CONSIGNE DONNÉE 1: Veuillez modifier le listing en partant de son début et en allant jusqu'à la ligne contenant « Give the mask of every instance of the river. » incluse : remplacez « a sample » par « an example » et redonnez uniquement ces lignes, sans aucun autre changement.

Lors de son voyage annuel en France, où il retrouve sa famille et ses amis, le Père Paul Priou nous [1] a parlé de ce Venezuela où, avec la JOC [2], il prend part depuis trente-sept ans aux aspirations et aux luttes du peuple. « Ce que nous rêvions de faire est en train de s’accomplir », dit Pablo. « Jamais nous n’aurions pensé voir cela de notre vivant. »

 Des élections doivent se tenir le trois décembre prochain au Venezuela. Pouvez-vous faire le point ?

CONSIGNE DONNÉE 2: Recopiez l'extrait sur le Venezuela en commençant par « Lors de son » et en continuant jusqu'à « faire le point ? ».

LISTING:
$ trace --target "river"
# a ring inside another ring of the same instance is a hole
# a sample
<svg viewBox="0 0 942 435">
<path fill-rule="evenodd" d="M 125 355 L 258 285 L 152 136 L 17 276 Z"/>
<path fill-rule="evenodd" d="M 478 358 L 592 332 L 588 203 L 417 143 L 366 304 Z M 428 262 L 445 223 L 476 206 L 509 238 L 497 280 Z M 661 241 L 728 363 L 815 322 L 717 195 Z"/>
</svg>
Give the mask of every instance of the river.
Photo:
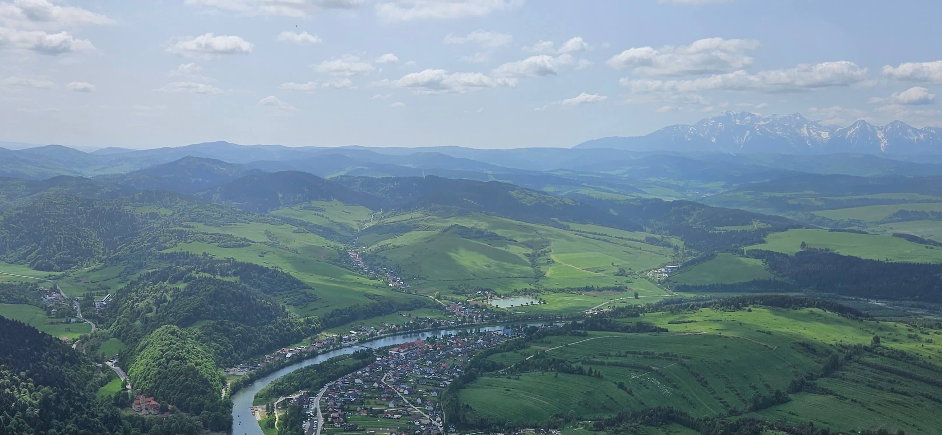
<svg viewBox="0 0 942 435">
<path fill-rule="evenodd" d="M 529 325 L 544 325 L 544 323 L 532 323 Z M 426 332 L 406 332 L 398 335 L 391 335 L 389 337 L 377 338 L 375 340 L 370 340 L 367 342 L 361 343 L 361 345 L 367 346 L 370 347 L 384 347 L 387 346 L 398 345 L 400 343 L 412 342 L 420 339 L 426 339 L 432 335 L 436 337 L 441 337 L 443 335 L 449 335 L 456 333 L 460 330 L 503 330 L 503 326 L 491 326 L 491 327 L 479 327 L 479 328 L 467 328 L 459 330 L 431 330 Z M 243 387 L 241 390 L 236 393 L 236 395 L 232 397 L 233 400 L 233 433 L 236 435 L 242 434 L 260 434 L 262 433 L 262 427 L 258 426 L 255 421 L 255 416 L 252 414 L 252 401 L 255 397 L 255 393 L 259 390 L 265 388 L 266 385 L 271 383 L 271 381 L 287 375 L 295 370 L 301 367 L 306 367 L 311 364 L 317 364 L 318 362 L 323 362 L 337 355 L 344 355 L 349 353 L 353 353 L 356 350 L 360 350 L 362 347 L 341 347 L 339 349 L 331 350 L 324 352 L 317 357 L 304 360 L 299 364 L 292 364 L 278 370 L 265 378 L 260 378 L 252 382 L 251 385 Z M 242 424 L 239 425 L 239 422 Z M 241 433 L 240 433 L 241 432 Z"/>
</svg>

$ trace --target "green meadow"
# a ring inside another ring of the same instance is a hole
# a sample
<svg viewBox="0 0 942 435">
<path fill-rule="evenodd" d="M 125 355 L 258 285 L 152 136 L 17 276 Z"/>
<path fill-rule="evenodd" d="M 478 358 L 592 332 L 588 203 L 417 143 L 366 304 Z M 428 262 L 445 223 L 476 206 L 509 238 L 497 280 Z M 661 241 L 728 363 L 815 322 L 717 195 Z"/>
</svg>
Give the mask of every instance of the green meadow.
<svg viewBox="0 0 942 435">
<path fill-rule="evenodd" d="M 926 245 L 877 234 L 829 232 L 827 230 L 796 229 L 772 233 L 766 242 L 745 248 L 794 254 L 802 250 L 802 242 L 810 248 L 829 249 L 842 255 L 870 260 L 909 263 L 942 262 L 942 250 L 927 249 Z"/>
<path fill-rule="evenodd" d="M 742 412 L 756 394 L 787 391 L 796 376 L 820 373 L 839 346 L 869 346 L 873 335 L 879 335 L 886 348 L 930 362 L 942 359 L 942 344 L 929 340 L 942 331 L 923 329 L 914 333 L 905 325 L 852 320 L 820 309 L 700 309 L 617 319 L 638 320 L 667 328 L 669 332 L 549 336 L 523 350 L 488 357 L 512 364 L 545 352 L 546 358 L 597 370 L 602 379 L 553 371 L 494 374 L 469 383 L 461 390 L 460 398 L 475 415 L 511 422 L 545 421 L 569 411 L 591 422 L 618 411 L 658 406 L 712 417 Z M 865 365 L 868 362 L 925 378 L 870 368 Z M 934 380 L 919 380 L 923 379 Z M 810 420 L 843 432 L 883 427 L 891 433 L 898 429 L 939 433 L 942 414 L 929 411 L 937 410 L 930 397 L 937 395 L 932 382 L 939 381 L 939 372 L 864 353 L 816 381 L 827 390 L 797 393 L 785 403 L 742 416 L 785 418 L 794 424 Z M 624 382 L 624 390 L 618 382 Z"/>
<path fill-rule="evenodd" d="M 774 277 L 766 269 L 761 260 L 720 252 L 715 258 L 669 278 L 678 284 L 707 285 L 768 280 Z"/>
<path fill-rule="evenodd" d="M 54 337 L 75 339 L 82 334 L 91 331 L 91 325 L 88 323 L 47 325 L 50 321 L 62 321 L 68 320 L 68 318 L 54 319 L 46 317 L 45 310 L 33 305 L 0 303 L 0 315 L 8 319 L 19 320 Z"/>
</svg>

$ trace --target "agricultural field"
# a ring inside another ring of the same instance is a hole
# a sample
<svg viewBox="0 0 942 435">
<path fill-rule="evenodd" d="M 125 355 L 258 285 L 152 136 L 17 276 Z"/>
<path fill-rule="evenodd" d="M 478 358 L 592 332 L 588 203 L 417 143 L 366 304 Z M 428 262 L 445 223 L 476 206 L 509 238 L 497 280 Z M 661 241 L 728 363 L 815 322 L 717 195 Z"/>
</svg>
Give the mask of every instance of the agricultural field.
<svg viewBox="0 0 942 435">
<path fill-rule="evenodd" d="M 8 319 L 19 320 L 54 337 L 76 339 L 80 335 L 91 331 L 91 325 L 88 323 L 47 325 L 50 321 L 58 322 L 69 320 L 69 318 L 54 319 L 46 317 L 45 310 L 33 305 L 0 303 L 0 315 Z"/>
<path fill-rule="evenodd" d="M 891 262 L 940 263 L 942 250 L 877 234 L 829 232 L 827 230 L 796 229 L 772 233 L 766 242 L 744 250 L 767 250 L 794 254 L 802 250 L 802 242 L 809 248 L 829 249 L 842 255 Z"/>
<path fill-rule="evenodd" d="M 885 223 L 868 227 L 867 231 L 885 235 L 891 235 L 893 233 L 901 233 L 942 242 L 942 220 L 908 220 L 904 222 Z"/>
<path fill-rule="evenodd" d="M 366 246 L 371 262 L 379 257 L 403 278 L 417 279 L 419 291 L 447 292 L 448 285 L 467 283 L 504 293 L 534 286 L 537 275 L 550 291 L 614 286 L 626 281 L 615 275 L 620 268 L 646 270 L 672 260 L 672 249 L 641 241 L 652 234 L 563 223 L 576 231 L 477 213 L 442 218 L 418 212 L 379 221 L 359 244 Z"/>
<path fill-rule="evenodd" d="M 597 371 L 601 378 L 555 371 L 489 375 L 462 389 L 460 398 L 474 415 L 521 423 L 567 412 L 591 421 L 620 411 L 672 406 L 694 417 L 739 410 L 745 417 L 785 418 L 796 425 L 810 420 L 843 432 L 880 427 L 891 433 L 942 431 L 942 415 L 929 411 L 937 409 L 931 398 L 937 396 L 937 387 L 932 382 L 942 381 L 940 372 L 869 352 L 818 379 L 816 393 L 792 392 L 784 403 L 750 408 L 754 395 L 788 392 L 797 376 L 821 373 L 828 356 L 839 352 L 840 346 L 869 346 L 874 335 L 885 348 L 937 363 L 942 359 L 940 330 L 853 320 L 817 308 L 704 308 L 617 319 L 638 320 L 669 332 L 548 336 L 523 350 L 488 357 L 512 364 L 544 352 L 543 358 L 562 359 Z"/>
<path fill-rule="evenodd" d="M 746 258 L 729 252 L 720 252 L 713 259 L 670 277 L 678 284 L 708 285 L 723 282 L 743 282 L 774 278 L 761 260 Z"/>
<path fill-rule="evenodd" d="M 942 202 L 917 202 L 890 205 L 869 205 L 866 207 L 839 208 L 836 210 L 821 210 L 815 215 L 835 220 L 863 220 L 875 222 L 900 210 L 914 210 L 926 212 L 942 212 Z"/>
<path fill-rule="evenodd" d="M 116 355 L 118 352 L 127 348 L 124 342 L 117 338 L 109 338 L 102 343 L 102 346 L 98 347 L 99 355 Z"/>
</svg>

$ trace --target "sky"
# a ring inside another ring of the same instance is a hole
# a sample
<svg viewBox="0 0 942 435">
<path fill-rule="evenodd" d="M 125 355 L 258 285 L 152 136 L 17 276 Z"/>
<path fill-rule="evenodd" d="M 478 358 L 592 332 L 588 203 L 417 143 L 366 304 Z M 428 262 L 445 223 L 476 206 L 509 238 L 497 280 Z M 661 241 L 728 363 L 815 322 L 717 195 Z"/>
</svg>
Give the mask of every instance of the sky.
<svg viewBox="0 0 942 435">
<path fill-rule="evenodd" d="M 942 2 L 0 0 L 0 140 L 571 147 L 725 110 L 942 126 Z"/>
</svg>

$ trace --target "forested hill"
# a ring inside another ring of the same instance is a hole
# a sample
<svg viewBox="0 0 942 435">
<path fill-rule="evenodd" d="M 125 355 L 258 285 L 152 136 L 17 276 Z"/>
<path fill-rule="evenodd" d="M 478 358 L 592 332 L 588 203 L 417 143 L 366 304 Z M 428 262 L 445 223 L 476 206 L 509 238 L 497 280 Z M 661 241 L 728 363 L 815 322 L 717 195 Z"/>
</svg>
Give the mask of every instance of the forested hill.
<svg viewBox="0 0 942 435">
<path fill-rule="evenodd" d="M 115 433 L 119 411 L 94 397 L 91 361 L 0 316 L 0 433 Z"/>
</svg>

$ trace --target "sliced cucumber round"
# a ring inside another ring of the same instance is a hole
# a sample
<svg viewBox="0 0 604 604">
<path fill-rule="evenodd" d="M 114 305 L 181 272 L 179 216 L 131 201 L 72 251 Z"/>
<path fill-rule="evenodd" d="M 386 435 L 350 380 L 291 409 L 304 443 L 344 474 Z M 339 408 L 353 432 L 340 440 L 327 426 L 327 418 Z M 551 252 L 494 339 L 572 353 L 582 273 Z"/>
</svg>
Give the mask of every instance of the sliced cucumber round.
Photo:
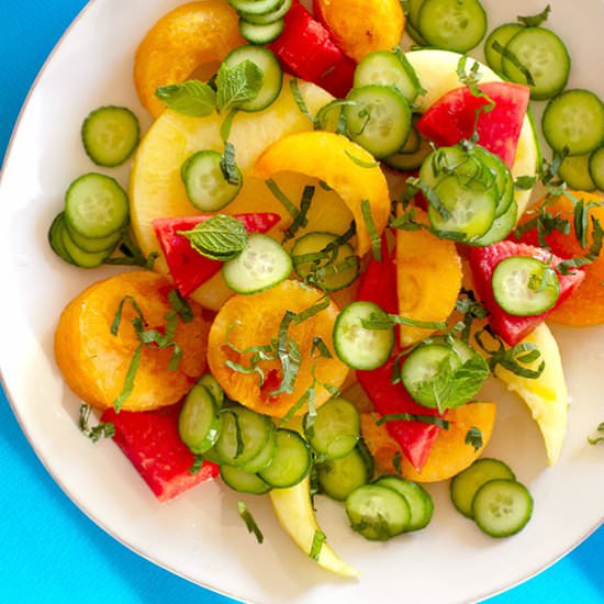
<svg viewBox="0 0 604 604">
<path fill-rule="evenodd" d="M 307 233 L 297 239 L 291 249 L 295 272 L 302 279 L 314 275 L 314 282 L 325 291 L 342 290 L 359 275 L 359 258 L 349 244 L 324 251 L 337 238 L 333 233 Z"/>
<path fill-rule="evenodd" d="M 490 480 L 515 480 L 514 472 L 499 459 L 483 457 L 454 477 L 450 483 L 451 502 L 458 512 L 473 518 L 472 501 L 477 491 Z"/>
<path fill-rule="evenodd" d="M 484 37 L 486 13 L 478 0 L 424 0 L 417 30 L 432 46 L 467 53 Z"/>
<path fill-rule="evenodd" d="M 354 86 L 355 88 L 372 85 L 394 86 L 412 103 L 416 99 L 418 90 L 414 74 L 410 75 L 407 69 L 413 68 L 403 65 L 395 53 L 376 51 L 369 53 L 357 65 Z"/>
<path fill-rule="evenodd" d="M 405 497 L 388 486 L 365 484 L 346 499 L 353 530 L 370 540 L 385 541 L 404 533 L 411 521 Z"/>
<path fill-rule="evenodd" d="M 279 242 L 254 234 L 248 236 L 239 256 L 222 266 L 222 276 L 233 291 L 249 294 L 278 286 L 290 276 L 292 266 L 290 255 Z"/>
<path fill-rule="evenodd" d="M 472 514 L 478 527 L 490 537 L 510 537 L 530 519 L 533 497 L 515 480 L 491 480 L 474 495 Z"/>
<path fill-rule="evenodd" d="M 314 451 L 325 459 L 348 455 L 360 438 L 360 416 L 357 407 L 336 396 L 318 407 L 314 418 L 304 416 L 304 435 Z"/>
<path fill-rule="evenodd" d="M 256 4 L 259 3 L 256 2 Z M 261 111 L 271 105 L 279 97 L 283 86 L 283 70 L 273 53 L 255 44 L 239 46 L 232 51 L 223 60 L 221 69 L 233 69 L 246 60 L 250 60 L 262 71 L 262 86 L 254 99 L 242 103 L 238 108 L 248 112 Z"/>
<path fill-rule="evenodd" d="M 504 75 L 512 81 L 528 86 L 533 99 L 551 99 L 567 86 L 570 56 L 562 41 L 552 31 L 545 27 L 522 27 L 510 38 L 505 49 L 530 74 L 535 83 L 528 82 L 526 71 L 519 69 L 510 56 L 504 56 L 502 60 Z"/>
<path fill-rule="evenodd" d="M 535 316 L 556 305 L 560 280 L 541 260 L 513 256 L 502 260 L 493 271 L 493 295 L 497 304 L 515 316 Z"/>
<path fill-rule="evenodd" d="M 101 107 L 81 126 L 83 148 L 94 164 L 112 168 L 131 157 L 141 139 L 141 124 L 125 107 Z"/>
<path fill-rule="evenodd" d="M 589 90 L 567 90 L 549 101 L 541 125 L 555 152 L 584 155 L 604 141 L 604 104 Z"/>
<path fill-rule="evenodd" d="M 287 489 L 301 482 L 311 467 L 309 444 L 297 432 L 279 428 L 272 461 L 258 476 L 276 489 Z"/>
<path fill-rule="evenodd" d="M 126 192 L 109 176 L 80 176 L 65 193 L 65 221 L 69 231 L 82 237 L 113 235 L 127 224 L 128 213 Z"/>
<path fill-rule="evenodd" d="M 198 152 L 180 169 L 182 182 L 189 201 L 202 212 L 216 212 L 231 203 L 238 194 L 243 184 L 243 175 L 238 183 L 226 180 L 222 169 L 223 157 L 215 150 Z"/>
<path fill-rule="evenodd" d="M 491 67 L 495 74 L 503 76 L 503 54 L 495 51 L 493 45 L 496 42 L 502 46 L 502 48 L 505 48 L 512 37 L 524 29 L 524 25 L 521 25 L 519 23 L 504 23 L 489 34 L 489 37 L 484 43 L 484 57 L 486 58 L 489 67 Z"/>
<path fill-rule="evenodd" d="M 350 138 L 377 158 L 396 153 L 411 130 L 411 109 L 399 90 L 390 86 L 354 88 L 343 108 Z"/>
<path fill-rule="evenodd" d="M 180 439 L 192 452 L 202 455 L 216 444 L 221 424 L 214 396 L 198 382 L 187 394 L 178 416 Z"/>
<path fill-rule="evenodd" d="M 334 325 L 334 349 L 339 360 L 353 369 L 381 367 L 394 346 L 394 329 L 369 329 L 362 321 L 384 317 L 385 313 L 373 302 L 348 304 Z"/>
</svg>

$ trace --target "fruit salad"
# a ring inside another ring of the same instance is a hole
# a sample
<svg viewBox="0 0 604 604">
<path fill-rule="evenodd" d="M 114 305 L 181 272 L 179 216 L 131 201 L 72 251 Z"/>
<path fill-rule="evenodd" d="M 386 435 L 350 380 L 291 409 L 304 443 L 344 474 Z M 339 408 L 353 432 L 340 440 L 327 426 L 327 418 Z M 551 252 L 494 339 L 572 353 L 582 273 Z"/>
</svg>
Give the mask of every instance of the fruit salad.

RÉSULTAT 1:
$ trace --target "river"
# a ring inside another ring of the same instance is a hole
# an example
<svg viewBox="0 0 942 435">
<path fill-rule="evenodd" d="M 125 355 L 258 285 L 152 136 L 17 276 Z"/>
<path fill-rule="evenodd" d="M 478 358 L 592 332 L 588 203 L 417 143 L 366 304 Z M 428 262 L 445 223 L 476 206 L 509 238 L 497 280 Z M 661 241 L 728 363 L 815 322 L 717 195 Z"/>
</svg>
Give the mask of every instance of the river.

RÉSULTAT 2:
Lors de son voyage annuel en France, où il retrouve sa famille et ses amis, le Père Paul Priou nous [1] a parlé de ce Venezuela où, avec la JOC [2], il prend part depuis trente-sept ans aux aspirations et aux luttes du peuple. « Ce que nous rêvions de faire est en train de s’accomplir », dit Pablo. « Jamais nous n’aurions pensé voir cela de notre vivant. »

 Des élections doivent se tenir le trois décembre prochain au Venezuela. Pouvez-vous faire le point ?